**Excerpt provided**
══════════════════════════════
Khalid El Ebrahim

Personal information
- Full name: Khalid El Ebrahim
- Date of birth: 28 August 1992 (age 34)
- Place of birth: Kuwait City, Kuwait
- Position: Defender

Team information
- Current team: Al-Qadsia
- Number: 36

Youth career
- 2008–2012: Al-Qadsia

Senior career*
- Years: Team / Apps / (Gls)
- 2012–: Al-Qadsia

International career^{‡}
- 2014–: Kuwait / 30 / (1)

= Khalid El Ebrahim =

Kuwaiti footballer (born 1992)

Khalid El Ebrahim (born 28 August 1992) is a Kuwaiti professional footballer who plays for Al-Qadsia as a defender. He is the son of Kuwaiti football player and manager Mohammed Ebrahim Hajeyah, and his brother Ahmad El Ebrahim played for rivals Al-Arabi.
══════════════════════════════
Position annotation rows
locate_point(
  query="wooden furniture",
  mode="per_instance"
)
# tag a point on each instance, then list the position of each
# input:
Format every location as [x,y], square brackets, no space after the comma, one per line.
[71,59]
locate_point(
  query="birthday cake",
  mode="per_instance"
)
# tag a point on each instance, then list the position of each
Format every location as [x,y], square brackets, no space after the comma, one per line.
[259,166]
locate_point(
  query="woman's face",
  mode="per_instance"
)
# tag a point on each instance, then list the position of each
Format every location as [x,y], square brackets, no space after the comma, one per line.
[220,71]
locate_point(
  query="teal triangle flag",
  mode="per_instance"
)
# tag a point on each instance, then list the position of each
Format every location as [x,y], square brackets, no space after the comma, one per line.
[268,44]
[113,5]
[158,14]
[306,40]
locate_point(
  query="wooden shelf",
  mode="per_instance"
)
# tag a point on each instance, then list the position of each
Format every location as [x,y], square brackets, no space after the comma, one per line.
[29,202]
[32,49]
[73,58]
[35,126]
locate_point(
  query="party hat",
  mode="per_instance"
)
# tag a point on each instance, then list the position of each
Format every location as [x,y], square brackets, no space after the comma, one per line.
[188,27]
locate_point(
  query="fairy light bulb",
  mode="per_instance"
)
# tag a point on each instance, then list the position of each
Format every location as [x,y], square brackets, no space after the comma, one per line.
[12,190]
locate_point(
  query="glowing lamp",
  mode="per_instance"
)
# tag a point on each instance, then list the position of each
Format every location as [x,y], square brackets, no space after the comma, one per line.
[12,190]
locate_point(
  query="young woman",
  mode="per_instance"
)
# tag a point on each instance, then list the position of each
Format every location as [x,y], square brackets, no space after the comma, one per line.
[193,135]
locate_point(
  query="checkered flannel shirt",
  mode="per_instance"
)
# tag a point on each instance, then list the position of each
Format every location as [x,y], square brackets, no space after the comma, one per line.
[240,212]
══════════════════════════════
**Exercise tasks**
A) Reproduce the footballer biography from "Team information" up to and including "Kuwait / 30 / (1)".
B) Identify each line of the rows that contains the string "query" and copy all of those lines.
The footballer biography and the rows have no connection to each other.

**Exercise solutions**
A)
Team information
- Current team: Al-Qadsia
- Number: 36

Youth career
- 2008–2012: Al-Qadsia

Senior career*
- Years: Team / Apps / (Gls)
- 2012–: Al-Qadsia

International career^{‡}
- 2014–: Kuwait / 30 / (1)

B)
  query="wooden furniture",
  query="birthday cake",
  query="woman's face",
  query="teal triangle flag",
  query="wooden shelf",
  query="party hat",
  query="fairy light bulb",
  query="glowing lamp",
  query="young woman",
  query="checkered flannel shirt",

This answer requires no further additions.